**課題一覧**
**A)** 『魔笛』を紹介する文章から、「文字数 1,697文字」で始まり「も良いのではないでしょうか。」で終わる部分をそのまま書き写してください。
**B)** 『魔笛』を紹介する文章をもとに、次の問いに一行ずつ答えること。
(i) 『フィガロの結婚』は何語で書かれたか。
(ii) 台本はタミーノ王子の姿をどう指定しているか。
(iii) パミーナ姫を捕らえたのは誰か。
**C)** 『魔笛』を紹介する文章を、最後の一文「夜の女王?」の後から書き継ぐこと。

**本文抜粋**
^^^^^^^^

第82話 『魔笛』

文字数 1,697文字

さてさて。

『フィガロの結婚』に劣らぬ人気を誇るモーツァルトのオペラといえば……

まずは『魔笛』だよね!

44話で触れた通り、『フィガロ』は「正統派」のイタリア語で書かれました。一応は、教養のある人が楽しむ作品だということ。それに対し『魔笛』は、一般大衆向けにドイツ語で書かれたジングシュピール(歌芝居)です。

ドイツ・オペラが盛り上がっていくのはモーツァルトの死後のことですが、『魔笛』はその嚆矢の一つと言っても良いのではないでしょうか。

「マテキ」って何だ?

魔法の笛ってこと?

そうそう!

物語は大雑把に言うと、王子様によるお姫様の救出劇なんだ。

危険な任務についた主人公のタミーノ王子に、身を守るために与えられるのが「魔笛」だよ

魔法と言うからには、ファンタジーのお話なのかな?
まさにファンタジーだね。

一応、舞台は古代エジプトってことになってるけど

古代エジプトっていえば、『アイーダ』もそうだったな
うん、あれとは全然違うんだ(笑)。

舞台セットにピラミッドとか神殿が出てくることはあるけど、こっちは完全におとぎ話のイメージだから

ちなみに主人公のタミーノ王子についてですが、台本に「日本の狩衣姿」と指定があるので、それに従えばこんなイメージだね
えー!!

これがオペラの王子様?

……モーツァルトとも、古代エジプトとも、結びつかねえ
ま、衣装や髪型は演出によっていろいろだから(笑)。


それから、この物語は単純な勧善懲悪ではなくて、途中で善悪が入れ替わってしまうところも特徴なの。

タミーノ王子が救出に向かうのは絶世の美女パミーナ姫。彼女は悪い神官ザラストロに捕らえられてしまったので、助けに行って欲しいというのが、姫の母親である「夜の女王」の願いだったんだけど……


夜の女王?

^^^^^^^^

**収集データ**

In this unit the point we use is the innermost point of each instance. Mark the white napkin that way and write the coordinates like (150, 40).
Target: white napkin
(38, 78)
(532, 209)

^^^^^^^^

**解答一覧**
**A)**
文字数 1,697文字

さてさて。

『フィガロの結婚』に劣らぬ人気を誇るモーツァルトのオペラといえば……

まずは『魔笛』だよね!

44話で触れた通り、『フィガロ』は「正統派」のイタリア語で書かれました。一応は、教養のある人が楽しむ作品だということ。それに対し『魔笛』は、一般大衆向けにドイツ語で書かれたジングシュピール(歌芝居)です。

ドイツ・オペラが盛り上がっていくのはモーツァルトの死後のことですが、『魔笛』はその嚆矢の一つと言っても良いのではないでしょうか。

**B)**
(i) イタリア語
(ii) 「日本の狩衣姿」
(iii) 悪い神官ザラストロ

**C)**
なんか、名前だけ聞くと怖い感じだな

その通り。

世界征服を企む悪者は、実は「夜の女王」の方だったの。神官ザラストロは、悪い母親から娘を守るためにあえて誘拐したんだよ

というわけで、超有名なこのアリアを聞いてみましょう。

『魔笛』といえば、この歌ですからね!


夜の女王がパミーナ姫に剣を渡し「これで宿敵ザラストロを殺せ!」と命じるシーンに出てきます。

パミーナ姫は、優しかったお母さんが人間離れした恐ろしい女王に豹変して大ショック。

↓怖すぎるビジュアルですが……(笑)
地獄の復讐が、我が心に煮えくり返る

死と絶望が我が身を焼き尽くす


お前がザラストロに死の苦しみを与えないなら

そう、お前はもはや私の娘ではない

数あるオペラアリアの中でも、とりわけ激しい超絶技巧で知られる曲。

『復讐の炎は地獄のように我が心に燃え』。

単に「夜の女王のアリア」と言われる時は、この曲を指します。女性による怒りの雄叫びが衝撃的!


こちらは様々なソプラノ歌手の歌を集めた動画。

皆さんはどの歌手が一番好きでしょうか。ぜひ聞き比べて下さい!

何という歌だー!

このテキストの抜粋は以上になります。